Speaking exclusively with CarAdvice at the 2017 Frankfurt motor show, Lamborghini director of research and development, Maurizio Reggiani, said that full-electric technology isn't there yet for supercars.
"If I look in the next outlook of a super sports car, I see PHEV (plug-in hybrid) being the next jump in technology, full-electric [technology isn't] suitable for a super sports car," Reggiani said.
"In terms of maximum speed, packaging, weight of the battery and for this reason we are looking for, the next generation of super sport vehicle will be focussed on PHEV technology where we wish the weight of the battery and packaging can decrease."
"But we can still confirm the emotion of a thermodynamic engine and people will still buy this car because of the characteristics such as sound and the DNA emotion that we cannot delete from the brand," said Reggiani.
The next generation super sports car Reggiani speaks of is the next-generation Aventador. The naturally-aspirated V12 model has been out since 2011 and is expected to be replaced in 2019 or 2020 with an all-new version.
That model is likely to debut the plug-in hybrid technology that Reggiani refers to. That technology is also likely to be seen it is initial form in the Urus SUV, which is due to be revealed later this year and shown for the first time at the Geneva motor show in March 2018.
We do know that adding PHEV technology adds weight and weight is the biggest enemy to a supercar. Lamborghini needs to figure out a way of retaining Lamborghini DNA, while also satisfying the demands from the Volkswagen Group on ensuring each brand has a greener outlook — regardless of the vehicle's intentions.
══════════════════════════════
#### WORK INSTRUCTIONS
In the passage about Lamborghini, at what event did Maurizio Reggiani speak with CarAdvice?

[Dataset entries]
══════════════════════════════
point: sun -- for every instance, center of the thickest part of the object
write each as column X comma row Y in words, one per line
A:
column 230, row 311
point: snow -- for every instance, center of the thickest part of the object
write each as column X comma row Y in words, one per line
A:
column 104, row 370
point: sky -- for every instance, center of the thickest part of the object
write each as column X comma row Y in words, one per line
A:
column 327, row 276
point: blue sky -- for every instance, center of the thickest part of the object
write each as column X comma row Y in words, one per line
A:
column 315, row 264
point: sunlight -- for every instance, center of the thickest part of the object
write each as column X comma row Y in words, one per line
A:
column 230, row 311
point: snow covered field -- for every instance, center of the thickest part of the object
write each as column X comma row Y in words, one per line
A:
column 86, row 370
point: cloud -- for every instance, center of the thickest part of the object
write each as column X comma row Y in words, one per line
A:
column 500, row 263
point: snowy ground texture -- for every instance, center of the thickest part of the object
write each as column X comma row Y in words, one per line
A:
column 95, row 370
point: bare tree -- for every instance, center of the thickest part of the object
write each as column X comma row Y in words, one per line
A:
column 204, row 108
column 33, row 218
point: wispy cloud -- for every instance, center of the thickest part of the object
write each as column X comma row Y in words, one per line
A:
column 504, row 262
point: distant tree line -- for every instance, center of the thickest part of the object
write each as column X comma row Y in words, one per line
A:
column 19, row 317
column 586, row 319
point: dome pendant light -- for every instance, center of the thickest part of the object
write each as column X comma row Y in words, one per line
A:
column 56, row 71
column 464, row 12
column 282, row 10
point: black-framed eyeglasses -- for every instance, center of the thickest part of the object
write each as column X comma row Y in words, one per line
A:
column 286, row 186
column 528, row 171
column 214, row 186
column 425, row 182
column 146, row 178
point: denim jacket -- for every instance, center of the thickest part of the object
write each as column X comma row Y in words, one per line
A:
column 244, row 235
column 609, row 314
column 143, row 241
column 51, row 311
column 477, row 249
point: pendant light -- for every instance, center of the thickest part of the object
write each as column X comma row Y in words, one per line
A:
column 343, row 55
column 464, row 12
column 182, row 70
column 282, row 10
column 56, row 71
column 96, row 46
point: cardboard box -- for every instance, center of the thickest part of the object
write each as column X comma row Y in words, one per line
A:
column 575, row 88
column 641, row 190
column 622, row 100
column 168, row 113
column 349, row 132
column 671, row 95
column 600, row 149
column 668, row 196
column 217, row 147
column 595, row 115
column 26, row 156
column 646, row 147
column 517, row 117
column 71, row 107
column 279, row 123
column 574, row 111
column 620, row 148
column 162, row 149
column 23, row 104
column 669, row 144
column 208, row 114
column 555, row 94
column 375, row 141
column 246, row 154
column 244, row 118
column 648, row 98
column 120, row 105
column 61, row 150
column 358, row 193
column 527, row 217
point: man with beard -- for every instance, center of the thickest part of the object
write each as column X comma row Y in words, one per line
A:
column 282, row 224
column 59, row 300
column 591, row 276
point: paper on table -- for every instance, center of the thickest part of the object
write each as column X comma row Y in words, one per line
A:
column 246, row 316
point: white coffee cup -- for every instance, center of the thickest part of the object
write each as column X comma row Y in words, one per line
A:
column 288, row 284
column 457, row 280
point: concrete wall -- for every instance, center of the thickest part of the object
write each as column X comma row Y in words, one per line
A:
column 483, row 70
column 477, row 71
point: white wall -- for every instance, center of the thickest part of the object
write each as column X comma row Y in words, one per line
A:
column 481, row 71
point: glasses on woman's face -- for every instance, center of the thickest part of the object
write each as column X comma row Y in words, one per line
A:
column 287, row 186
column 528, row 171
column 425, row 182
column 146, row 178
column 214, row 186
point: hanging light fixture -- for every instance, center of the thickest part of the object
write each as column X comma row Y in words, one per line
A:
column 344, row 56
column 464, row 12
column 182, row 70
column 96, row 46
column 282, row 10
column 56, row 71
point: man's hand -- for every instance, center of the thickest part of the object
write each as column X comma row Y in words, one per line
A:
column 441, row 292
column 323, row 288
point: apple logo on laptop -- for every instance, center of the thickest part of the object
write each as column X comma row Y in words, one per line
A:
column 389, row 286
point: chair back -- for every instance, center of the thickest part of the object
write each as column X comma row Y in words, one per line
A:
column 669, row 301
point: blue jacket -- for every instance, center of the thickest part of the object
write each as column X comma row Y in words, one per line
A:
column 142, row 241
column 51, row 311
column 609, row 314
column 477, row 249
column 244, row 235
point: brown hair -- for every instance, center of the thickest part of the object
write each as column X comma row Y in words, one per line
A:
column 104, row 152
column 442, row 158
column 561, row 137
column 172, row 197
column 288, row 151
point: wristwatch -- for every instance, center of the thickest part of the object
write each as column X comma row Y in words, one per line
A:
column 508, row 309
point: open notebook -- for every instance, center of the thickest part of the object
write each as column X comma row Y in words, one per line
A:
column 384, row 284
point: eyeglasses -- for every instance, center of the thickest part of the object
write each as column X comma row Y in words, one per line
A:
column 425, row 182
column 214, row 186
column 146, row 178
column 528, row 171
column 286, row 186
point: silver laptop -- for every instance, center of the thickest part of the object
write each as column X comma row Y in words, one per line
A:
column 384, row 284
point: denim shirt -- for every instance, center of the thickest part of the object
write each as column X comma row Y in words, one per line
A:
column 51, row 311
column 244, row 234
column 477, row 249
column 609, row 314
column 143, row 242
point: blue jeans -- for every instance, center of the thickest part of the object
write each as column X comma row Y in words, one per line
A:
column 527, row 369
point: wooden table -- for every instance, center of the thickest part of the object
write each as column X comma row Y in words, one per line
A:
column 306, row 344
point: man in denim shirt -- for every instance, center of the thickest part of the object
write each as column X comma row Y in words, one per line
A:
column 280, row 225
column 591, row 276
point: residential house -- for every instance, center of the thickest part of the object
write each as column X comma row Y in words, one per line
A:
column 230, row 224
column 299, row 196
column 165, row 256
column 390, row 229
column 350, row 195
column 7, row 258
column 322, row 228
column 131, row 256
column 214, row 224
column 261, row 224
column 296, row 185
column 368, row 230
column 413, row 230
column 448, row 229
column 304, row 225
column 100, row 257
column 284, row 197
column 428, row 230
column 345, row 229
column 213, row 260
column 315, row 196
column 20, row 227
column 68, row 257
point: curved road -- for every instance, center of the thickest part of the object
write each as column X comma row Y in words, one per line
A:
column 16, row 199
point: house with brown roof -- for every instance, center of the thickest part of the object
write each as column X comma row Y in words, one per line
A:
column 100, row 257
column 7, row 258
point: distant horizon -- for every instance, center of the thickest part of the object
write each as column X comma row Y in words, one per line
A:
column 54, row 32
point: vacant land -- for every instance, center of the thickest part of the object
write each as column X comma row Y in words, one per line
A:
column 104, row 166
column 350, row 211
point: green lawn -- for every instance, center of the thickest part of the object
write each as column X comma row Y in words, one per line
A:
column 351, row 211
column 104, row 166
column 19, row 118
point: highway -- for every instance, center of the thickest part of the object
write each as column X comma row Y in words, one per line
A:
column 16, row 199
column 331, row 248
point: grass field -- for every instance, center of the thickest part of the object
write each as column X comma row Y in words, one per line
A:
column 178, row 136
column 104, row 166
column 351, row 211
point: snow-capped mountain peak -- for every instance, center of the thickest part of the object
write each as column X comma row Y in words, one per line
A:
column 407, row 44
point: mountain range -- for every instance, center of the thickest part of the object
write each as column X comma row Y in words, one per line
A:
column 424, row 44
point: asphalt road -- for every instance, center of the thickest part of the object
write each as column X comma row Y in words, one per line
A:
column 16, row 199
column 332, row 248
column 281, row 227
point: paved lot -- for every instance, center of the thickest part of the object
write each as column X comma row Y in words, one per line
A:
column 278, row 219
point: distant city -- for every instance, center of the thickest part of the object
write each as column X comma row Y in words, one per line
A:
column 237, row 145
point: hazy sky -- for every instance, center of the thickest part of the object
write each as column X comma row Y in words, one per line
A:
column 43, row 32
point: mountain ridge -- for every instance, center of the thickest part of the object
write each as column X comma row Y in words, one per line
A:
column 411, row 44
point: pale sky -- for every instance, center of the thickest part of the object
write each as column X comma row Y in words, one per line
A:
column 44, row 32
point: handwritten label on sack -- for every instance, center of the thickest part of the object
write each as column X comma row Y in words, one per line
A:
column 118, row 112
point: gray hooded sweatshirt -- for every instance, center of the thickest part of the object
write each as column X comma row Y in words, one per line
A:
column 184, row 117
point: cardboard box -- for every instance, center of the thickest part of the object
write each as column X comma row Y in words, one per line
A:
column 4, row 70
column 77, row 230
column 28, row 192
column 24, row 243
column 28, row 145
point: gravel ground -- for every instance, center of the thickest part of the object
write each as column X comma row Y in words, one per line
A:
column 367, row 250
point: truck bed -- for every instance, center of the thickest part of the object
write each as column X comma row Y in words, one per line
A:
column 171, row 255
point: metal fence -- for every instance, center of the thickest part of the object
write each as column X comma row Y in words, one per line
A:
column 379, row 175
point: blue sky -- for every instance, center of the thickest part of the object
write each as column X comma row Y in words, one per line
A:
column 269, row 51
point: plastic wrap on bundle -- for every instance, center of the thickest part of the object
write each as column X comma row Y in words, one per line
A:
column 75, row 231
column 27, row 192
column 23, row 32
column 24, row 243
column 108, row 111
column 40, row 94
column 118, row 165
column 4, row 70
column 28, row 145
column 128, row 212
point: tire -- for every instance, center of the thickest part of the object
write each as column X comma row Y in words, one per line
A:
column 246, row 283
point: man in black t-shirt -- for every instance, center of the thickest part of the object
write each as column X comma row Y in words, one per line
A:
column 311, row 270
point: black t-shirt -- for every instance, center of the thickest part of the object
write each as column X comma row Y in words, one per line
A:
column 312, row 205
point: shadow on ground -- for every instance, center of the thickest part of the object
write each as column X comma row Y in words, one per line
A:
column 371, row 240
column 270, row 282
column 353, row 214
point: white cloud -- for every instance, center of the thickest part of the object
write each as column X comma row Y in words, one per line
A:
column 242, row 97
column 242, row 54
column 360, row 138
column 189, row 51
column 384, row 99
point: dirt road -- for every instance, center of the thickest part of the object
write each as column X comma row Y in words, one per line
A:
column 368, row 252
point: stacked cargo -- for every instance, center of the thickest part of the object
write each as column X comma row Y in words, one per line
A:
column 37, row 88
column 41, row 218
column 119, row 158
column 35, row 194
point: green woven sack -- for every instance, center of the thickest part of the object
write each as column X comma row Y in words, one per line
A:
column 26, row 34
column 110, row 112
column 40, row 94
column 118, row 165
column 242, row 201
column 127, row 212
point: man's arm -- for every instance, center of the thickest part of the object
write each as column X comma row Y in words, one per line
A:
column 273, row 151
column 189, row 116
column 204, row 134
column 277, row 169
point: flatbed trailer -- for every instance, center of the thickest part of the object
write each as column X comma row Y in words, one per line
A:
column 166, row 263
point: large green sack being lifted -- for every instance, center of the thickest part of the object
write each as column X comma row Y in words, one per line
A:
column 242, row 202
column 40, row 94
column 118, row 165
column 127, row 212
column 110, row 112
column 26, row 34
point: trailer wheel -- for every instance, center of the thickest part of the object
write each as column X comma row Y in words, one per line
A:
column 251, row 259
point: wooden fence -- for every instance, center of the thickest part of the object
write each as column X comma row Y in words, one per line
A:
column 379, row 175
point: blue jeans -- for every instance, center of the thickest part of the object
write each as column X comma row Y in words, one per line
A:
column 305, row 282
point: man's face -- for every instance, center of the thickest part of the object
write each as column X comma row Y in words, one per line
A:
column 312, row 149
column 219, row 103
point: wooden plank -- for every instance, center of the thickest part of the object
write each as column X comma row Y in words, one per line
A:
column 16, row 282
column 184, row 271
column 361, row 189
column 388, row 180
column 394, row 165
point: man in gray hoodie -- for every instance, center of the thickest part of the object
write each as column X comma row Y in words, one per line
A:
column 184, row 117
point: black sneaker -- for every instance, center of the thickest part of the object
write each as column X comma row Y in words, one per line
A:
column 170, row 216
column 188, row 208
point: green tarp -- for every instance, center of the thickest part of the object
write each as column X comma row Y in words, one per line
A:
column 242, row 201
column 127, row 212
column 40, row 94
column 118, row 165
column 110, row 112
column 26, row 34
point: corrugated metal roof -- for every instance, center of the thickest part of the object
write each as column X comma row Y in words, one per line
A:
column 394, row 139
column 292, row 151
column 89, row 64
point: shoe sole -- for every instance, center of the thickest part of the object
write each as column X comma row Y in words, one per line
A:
══════════════════════════════
#### WRITTEN SOLUTION
The 2017 Frankfurt motor show.